**Provided information**

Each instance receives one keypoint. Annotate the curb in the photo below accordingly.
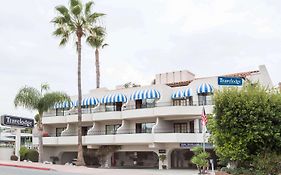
(25, 166)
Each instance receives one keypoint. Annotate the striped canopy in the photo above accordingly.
(182, 94)
(187, 92)
(65, 104)
(145, 94)
(205, 88)
(90, 101)
(178, 94)
(113, 98)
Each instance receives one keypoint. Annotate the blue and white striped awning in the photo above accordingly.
(187, 92)
(205, 88)
(65, 104)
(178, 94)
(113, 98)
(182, 94)
(91, 101)
(145, 94)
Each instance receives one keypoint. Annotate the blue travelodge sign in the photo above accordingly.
(230, 81)
(8, 120)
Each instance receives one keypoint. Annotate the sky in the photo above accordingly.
(145, 37)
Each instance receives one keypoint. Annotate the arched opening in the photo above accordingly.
(135, 159)
(68, 157)
(181, 158)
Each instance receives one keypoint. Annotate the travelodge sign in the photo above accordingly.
(8, 120)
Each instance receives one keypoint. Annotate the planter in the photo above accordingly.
(221, 173)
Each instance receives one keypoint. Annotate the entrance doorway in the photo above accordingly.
(135, 159)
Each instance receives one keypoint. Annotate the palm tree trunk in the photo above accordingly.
(80, 158)
(40, 139)
(97, 68)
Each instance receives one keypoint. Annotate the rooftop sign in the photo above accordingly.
(8, 120)
(230, 81)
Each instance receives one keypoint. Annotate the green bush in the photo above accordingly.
(14, 158)
(23, 151)
(32, 155)
(267, 163)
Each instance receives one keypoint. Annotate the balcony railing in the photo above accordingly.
(129, 131)
(111, 108)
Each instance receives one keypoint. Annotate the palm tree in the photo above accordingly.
(96, 40)
(41, 101)
(76, 21)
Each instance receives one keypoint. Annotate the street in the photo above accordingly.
(5, 170)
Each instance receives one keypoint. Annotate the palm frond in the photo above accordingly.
(88, 7)
(76, 10)
(59, 31)
(93, 17)
(98, 31)
(44, 87)
(73, 3)
(59, 20)
(104, 45)
(27, 97)
(62, 10)
(50, 99)
(63, 41)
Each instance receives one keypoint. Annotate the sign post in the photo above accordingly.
(17, 123)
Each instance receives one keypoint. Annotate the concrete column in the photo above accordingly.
(196, 125)
(108, 161)
(17, 144)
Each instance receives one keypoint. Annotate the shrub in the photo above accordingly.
(268, 163)
(32, 155)
(23, 151)
(14, 158)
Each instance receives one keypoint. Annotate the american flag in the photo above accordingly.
(204, 117)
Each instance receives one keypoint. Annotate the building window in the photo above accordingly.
(180, 128)
(205, 99)
(190, 101)
(58, 131)
(179, 102)
(191, 126)
(144, 127)
(113, 106)
(85, 130)
(111, 129)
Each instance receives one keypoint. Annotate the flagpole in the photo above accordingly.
(203, 129)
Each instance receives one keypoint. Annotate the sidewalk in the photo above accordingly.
(94, 171)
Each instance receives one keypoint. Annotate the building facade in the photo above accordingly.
(146, 121)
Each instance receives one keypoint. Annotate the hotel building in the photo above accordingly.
(145, 121)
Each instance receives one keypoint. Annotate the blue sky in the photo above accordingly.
(145, 37)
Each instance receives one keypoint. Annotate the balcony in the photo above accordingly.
(123, 139)
(128, 112)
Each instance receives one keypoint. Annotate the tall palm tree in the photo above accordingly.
(96, 40)
(76, 21)
(41, 101)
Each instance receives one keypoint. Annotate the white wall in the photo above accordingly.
(5, 153)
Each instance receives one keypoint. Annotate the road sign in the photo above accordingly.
(8, 120)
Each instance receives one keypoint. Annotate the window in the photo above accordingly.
(111, 129)
(138, 104)
(180, 128)
(205, 99)
(179, 102)
(113, 106)
(144, 127)
(190, 101)
(58, 131)
(149, 103)
(85, 130)
(191, 126)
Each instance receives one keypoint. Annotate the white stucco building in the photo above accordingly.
(145, 121)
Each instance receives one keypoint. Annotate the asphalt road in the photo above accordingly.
(24, 171)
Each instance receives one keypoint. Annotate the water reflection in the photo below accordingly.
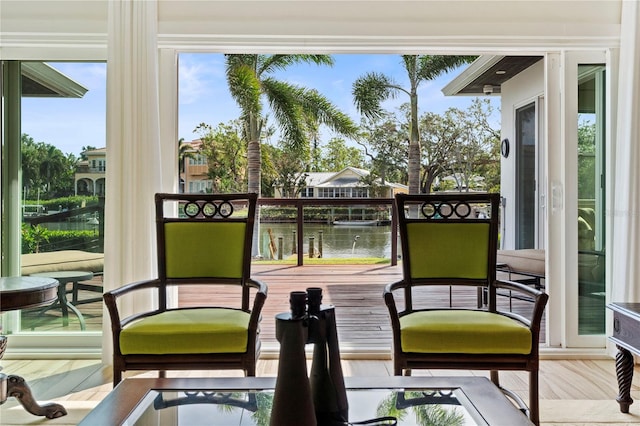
(336, 241)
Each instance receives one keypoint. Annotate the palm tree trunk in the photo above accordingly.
(414, 167)
(253, 164)
(253, 185)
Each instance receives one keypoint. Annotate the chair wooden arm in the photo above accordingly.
(111, 297)
(394, 318)
(258, 302)
(539, 298)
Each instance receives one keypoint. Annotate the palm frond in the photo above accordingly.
(244, 85)
(283, 100)
(282, 62)
(431, 67)
(370, 90)
(321, 111)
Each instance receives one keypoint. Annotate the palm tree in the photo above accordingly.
(296, 110)
(185, 150)
(370, 90)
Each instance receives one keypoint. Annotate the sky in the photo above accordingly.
(71, 124)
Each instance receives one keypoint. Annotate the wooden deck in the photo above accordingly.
(354, 290)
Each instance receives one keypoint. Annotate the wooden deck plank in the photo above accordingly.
(355, 291)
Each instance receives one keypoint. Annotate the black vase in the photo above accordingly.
(292, 401)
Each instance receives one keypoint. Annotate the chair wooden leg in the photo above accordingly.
(534, 400)
(495, 377)
(117, 375)
(251, 370)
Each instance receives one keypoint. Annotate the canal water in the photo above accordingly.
(338, 241)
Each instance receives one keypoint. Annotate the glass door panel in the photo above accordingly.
(591, 179)
(526, 177)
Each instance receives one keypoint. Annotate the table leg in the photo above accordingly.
(65, 306)
(77, 312)
(62, 300)
(624, 372)
(18, 388)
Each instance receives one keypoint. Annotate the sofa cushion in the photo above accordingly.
(463, 331)
(528, 261)
(64, 260)
(179, 331)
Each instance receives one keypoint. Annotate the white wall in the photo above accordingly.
(519, 91)
(49, 29)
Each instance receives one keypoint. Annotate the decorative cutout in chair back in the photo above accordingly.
(211, 237)
(448, 235)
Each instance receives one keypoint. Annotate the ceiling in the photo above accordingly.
(42, 80)
(488, 71)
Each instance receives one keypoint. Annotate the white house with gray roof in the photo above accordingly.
(347, 183)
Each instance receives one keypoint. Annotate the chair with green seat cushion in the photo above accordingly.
(206, 243)
(447, 243)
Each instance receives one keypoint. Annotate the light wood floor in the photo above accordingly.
(572, 392)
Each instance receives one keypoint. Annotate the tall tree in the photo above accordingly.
(370, 90)
(296, 110)
(383, 140)
(46, 171)
(461, 144)
(337, 155)
(225, 151)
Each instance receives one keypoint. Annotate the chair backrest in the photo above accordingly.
(448, 238)
(209, 240)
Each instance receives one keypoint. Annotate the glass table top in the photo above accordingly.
(415, 407)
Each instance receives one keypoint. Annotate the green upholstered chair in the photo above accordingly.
(450, 241)
(207, 243)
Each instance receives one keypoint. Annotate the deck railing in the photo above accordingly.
(301, 203)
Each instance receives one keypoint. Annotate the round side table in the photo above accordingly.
(22, 293)
(64, 277)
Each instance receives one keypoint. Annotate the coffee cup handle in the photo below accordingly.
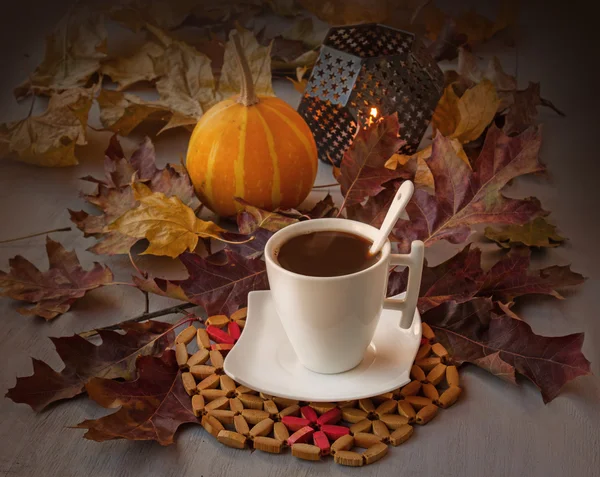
(414, 262)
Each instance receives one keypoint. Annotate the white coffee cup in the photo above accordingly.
(330, 321)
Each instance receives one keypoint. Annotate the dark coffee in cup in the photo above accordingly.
(326, 254)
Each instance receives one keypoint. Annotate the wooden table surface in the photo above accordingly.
(494, 430)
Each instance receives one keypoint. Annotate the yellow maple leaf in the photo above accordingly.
(167, 223)
(466, 118)
(49, 139)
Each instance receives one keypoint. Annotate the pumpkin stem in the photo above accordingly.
(247, 94)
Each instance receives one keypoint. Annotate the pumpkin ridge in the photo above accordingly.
(276, 189)
(299, 135)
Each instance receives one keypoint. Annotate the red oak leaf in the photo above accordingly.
(54, 291)
(465, 197)
(113, 358)
(510, 278)
(151, 408)
(471, 333)
(363, 171)
(219, 283)
(114, 195)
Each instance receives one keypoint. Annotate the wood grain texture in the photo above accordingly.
(494, 430)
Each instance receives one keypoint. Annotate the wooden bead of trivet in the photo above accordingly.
(240, 417)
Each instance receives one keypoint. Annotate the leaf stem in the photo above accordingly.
(143, 317)
(64, 229)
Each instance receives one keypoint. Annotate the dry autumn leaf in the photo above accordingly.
(465, 197)
(423, 177)
(73, 54)
(259, 60)
(54, 291)
(537, 233)
(114, 195)
(218, 283)
(470, 333)
(362, 171)
(466, 118)
(167, 223)
(141, 66)
(49, 139)
(114, 358)
(143, 414)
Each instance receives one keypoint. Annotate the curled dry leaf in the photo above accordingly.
(218, 283)
(114, 195)
(362, 171)
(73, 54)
(167, 223)
(54, 291)
(462, 278)
(143, 414)
(114, 358)
(466, 117)
(49, 139)
(537, 233)
(503, 345)
(465, 197)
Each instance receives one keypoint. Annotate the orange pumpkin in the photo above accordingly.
(256, 148)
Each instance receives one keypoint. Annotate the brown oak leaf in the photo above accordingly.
(465, 197)
(54, 291)
(362, 171)
(150, 408)
(114, 358)
(473, 334)
(220, 283)
(537, 233)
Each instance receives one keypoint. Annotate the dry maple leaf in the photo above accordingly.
(114, 358)
(54, 291)
(49, 139)
(461, 278)
(537, 233)
(465, 197)
(73, 54)
(219, 283)
(150, 408)
(472, 333)
(114, 195)
(363, 171)
(251, 218)
(466, 118)
(167, 223)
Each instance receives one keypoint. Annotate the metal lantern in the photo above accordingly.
(367, 70)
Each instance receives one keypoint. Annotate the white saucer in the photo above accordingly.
(263, 359)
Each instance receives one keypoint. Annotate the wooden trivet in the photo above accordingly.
(240, 417)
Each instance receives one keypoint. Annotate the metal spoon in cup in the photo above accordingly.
(397, 206)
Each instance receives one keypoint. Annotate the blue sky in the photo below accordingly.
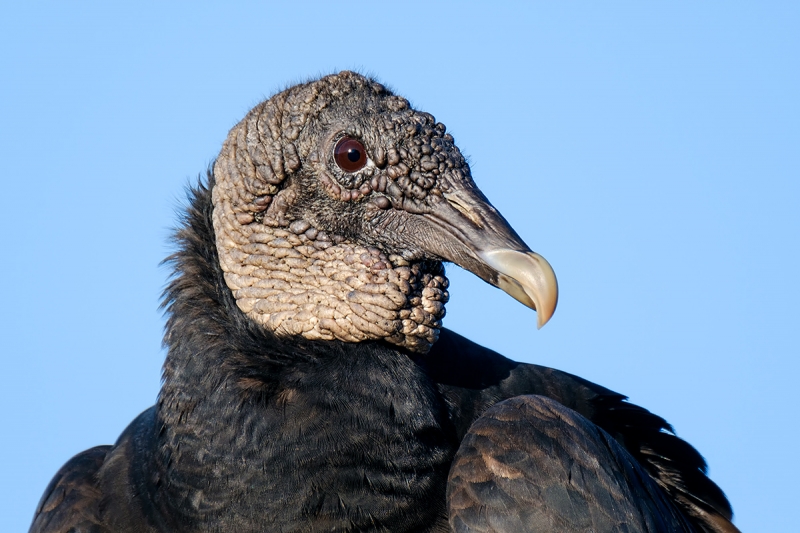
(649, 152)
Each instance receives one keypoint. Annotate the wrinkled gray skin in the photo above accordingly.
(385, 226)
(310, 386)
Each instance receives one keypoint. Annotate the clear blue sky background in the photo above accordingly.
(650, 151)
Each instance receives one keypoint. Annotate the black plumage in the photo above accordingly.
(259, 430)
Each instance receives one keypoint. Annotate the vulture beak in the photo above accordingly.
(481, 241)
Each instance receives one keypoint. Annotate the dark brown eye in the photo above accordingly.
(350, 154)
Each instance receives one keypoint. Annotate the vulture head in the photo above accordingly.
(335, 204)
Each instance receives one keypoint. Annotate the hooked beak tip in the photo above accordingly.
(528, 277)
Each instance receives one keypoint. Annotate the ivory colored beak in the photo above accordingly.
(528, 277)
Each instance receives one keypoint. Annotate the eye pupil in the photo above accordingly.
(349, 154)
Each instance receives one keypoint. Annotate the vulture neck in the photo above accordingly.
(295, 280)
(258, 425)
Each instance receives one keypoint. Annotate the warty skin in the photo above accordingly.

**Task brief**
Using the line that contains "Each instance receives one keypoint. Annotate the clear" as the first, reproduce each line exactly through the last line of the listing.

**Response below**
Each instance receives one keypoint. Annotate the clear blue sky background in the photo above accordingly.
(650, 151)
Each instance receives one keypoint. Annotate the black plumage in the photo above accordingly.
(259, 430)
Each instance receives one keypoint. Annotate the vulture beak in the photo above accordingly.
(481, 241)
Each instance receives one keypoint. Annotate the dark brown eye in the photo above accordingly.
(350, 154)
Each instance receives one keypoint. Annotate the vulture head in the photo above accordingly.
(335, 204)
Each instance receives one keypoint. Annotate the hooked beak tip in the photo above accordingly.
(528, 277)
Each instance receives one keypoint. Annotate the ivory colored beak in the photo above accordingly.
(528, 277)
Each instance receives one keypoint. Annotate the eye pupil in the photo above accordingly.
(349, 154)
Each instance receives one keypoint. Annotate the vulture neck in the photo above accordingly.
(295, 280)
(258, 425)
Each instance receives one keypoint. Annotate the warty skin in the photo above accordingly.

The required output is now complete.